— Begin Provided entries —

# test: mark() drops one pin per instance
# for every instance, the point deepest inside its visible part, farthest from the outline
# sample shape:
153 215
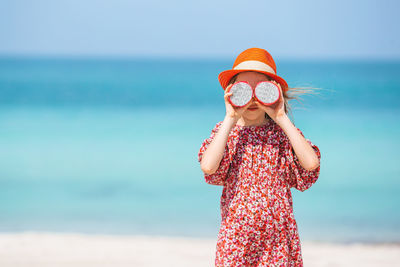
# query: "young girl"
257 155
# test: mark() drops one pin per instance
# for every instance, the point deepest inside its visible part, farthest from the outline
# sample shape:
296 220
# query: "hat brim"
225 76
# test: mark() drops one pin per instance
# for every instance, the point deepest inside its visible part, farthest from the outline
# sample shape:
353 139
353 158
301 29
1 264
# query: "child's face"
252 112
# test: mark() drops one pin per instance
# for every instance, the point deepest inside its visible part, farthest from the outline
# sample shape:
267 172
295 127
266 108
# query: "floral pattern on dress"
258 168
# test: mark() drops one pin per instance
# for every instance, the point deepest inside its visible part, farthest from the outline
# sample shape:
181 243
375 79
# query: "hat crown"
256 54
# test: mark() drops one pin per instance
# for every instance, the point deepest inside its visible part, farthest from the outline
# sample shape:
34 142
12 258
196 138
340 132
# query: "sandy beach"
68 249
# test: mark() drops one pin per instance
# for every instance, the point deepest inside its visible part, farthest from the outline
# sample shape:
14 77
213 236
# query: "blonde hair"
291 93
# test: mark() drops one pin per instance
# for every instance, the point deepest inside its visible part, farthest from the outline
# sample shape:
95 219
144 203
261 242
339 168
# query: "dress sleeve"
295 174
218 177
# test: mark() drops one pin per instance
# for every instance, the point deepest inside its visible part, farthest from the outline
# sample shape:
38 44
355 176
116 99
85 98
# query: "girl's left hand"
276 110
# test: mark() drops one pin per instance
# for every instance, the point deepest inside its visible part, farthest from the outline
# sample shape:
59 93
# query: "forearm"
304 152
215 150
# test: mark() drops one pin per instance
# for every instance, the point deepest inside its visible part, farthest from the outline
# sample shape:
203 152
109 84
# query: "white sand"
65 249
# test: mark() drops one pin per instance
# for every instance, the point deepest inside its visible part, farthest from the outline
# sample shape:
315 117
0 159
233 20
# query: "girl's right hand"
231 111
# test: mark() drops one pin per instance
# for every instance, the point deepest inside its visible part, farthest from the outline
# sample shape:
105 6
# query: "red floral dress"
258 168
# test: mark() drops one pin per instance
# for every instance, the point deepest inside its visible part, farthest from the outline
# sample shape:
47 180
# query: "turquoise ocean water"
110 146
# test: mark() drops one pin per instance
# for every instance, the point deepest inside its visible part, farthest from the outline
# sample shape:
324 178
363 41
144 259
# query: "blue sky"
202 29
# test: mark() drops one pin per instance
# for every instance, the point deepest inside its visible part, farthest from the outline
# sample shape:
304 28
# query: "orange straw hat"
252 59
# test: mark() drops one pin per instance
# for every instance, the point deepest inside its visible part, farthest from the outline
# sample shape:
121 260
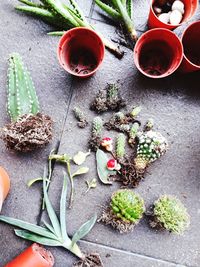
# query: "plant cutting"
54 233
170 214
122 12
125 210
35 255
62 16
29 129
4 185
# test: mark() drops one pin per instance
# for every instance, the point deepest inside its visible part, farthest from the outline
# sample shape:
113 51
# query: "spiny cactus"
120 146
170 214
125 210
96 135
28 129
81 117
151 146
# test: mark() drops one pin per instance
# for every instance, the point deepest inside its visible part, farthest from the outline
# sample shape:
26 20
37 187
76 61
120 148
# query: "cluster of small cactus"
169 213
28 129
96 134
81 117
151 146
108 99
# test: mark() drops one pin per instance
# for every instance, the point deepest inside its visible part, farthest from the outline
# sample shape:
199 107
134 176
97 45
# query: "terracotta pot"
4 185
33 256
81 52
154 22
158 53
191 45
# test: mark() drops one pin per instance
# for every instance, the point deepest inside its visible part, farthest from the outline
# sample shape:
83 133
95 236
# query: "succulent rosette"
151 146
125 210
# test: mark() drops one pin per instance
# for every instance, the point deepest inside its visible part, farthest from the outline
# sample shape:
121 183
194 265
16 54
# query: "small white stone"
178 5
164 17
175 17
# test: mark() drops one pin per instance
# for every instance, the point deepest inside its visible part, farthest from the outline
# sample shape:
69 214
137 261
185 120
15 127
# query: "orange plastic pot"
191 45
33 256
81 52
154 22
158 53
4 185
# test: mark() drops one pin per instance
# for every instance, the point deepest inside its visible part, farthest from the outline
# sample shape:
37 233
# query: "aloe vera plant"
122 12
28 129
63 17
54 233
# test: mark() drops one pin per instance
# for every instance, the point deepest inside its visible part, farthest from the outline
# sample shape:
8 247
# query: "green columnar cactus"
127 205
96 134
81 117
120 146
171 214
28 129
151 146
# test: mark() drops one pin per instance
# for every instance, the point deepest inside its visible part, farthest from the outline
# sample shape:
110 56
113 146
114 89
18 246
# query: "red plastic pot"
33 256
81 52
154 22
4 185
191 45
158 53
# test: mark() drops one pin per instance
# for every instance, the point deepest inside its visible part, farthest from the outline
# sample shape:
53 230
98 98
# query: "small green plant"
55 234
63 17
169 213
122 12
28 129
125 211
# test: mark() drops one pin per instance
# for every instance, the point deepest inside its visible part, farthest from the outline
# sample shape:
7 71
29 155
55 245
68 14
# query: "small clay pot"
81 52
158 53
154 22
33 256
4 185
191 45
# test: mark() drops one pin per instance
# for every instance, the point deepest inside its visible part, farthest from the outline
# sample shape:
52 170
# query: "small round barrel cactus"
151 146
169 213
28 129
125 211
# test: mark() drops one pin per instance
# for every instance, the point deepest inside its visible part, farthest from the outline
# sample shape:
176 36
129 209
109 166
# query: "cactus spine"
22 98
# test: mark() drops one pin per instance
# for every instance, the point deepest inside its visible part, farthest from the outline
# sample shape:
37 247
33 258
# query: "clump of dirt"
108 99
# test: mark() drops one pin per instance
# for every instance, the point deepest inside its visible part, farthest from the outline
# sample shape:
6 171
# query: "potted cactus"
29 129
170 214
125 210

— End Provided entries —

Work instructions: Reproduce all of the material above word for word. Omit the pictures.

Exercise answer:
# test: mark() drops one pin per instance
# for every instance, the point deepest inside its visible part, farthest from the outline
# sample shape:
153 215
# query: "young girl"
257 155
# test: mark() drops one pin per instance
# for every instance, the point deepest inside its visible part, farthest from the outline
# sample shape:
296 220
# query: "hat brim"
225 76
# test: mark() drops one pin per instance
# for every instance, the point deepest inside its visible part, farthest from the outline
# sample shape:
353 139
353 158
301 29
1 264
# query: "child's face"
252 112
# test: mark() drops one pin per instance
# for every instance, the point deepest inside its visible part, farthest from the outline
# sample shape:
267 172
295 127
266 108
# query: "floral pattern on dress"
258 168
# test: mark() drops one pin per instance
# for every instance, the point deepest inside its visible part, farthest from the outline
# sample shape:
181 243
375 79
# query: "hat crown"
256 54
# test: mark() drops one pin per instance
# for every instance, the point deepest inside its visible part, farthest from the outline
# sample shape:
34 142
12 258
196 138
340 132
# query: "sandy beach"
68 249
# test: mark() drops one pin per instance
# for every instance, the point deepest inside its visible part, farthest from the outline
# sample shape:
14 77
213 236
# query: "blonde hair"
291 93
# test: mark() drops one pin per instance
# for every instance, the point deepest inside its visible part, farthest from the outline
# sample shape:
95 219
144 203
261 242
339 168
# query: "dress sleeve"
295 174
218 177
# test: mark() drops one pin per instance
# for every instance, the point deepest inside its visible part, farthest from the outline
# sample shape:
38 44
355 176
116 99
85 98
# query: "girl's left hand"
276 110
# test: mark() drops one pin per instance
# for every instance, the point deepest inside its visible part, farthest from the outline
# sample shape:
59 93
# query: "forearm"
304 152
215 150
# test: mark() drops one pin per instance
# for every instance, the point deepest inside its visible part, farthest from the outline
# sample shape:
203 152
109 84
# query: "white sand"
65 249
# test: mark() drops one pin per instance
# for every instance, the point deepest inside its visible part, farthest from the outline
# sample shape:
315 117
0 159
233 20
# query: "girl's right hand"
231 111
# test: mark() drops one pin per instance
# for every instance, the point deepest inside its visible part, farthest from the outline
# sample shape:
105 6
# query: "red floral dress"
258 168
# test: mark() drops one pin per instance
# for every instance, the point deepest inside its visible part, farthest from the outline
# sample shape:
47 180
# query: "turquoise ocean water"
110 146
# test: mark() drops one pin per instance
# for every instance, the point deepest inside its visible part, farthest from the outline
# sample shape:
324 178
363 41
144 259
# query: "blue sky"
202 29
# test: mark() drops one pin per instance
# for every instance, the point deepest inside its visible part, farthest from the outline
# sample shape:
304 28
# query: "orange straw hat"
252 59
# test: mark() drops one pin per instance
# for every instance, the point deepest inside its visible part, farthest from the outline
# sample shape:
121 260
# query: "plant cutting"
54 233
170 214
122 12
125 210
35 255
62 16
29 129
4 185
# test: mark() drops one pin per instance
# for every instance, the point deepest inside its visible part, farthest from the outline
# sample shape:
113 51
# query: "spiny cactus"
120 146
170 214
125 210
96 135
28 129
81 117
151 146
# test: mark() drops one pin per instance
# for every instance, the point deepest inside its visible part, farthest from the outline
# sample shape:
26 20
37 187
76 61
120 148
# query: "cluster of small cactus"
169 213
28 129
96 134
81 117
151 146
108 99
# test: mark() drops one pin per instance
# for every instance, the point deepest inside its visible part, farthest from the outline
# sample shape:
199 107
134 176
97 45
# query: "terracotta pot"
4 185
33 256
81 52
154 22
158 53
191 45
# test: mark() drops one pin per instance
# for every instance, the point deepest inside its visible part, farthest from the outline
# sample shape:
83 133
95 236
# query: "succulent rosette"
151 146
125 210
# test: mark() drops one pin per instance
# for every instance, the point deepest inside its visible part, farthest from the outline
# sample shape:
121 183
194 265
16 54
# query: "small white stone"
178 5
164 17
175 17
# test: mark() drops one pin per instance
# for every instance, the point deepest inside its visible part, farthest from the outline
# sample shape:
69 214
137 261
185 120
15 127
# query: "orange plastic pot"
191 45
33 256
81 52
154 22
158 53
4 185
# test: mark() drops one pin per instance
# for every instance, the point deepest inside its visible part, farthest from the outline
# sample shape:
37 233
# query: "aloe vera plant"
122 12
28 129
63 17
54 233
# test: mark() drops one pin per instance
# for every instance, the point deepest inside its visible part, farthest from the outline
# sample shape:
8 247
# query: "green columnar cactus"
127 205
96 134
81 117
120 146
171 214
28 129
151 146
# test: mark() drops one pin per instance
# for every instance, the point deepest inside its visible part, farthest from the outline
# sample shape:
110 56
113 146
114 89
18 246
# query: "red plastic pot"
33 256
81 52
154 22
4 185
191 45
158 53
# test: mark() drops one pin per instance
# for every instance, the point deepest inside its visible part, farthest from the outline
# sample shape:
53 230
98 98
# query: "small green plant"
55 234
63 17
169 213
122 12
28 129
125 211
# test: mark() drops one pin per instance
# for every instance, the point deepest inside its visible part, farthest from the outline
# sample shape:
7 71
29 155
55 245
68 14
# query: "small clay pot"
81 52
158 53
154 22
33 256
4 185
191 45
# test: mark() drops one pin per instance
# for every instance, the point deepest inside its visible part, farthest from the outline
# sample shape:
52 170
# query: "small round barrel cactus"
151 146
169 213
28 129
125 211
# test: mark() drops one pin per instance
# for every instance, the point deepest inside its visible part, farthest from the outline
# sample shape:
176 36
129 209
109 166
# query: "cactus spine"
22 98
# test: mark() drops one pin per instance
# for every instance, the point deepest inside its visible part, farthest from the outline
# sample shape:
37 247
33 258
# query: "clump of dirt"
108 99
# test: mark() drops one pin per instance
# for every instance, the point deepest inside its visible part, farthest from the outline
# sample shape:
6 171
# query: "potted cactus"
29 129
170 214
125 210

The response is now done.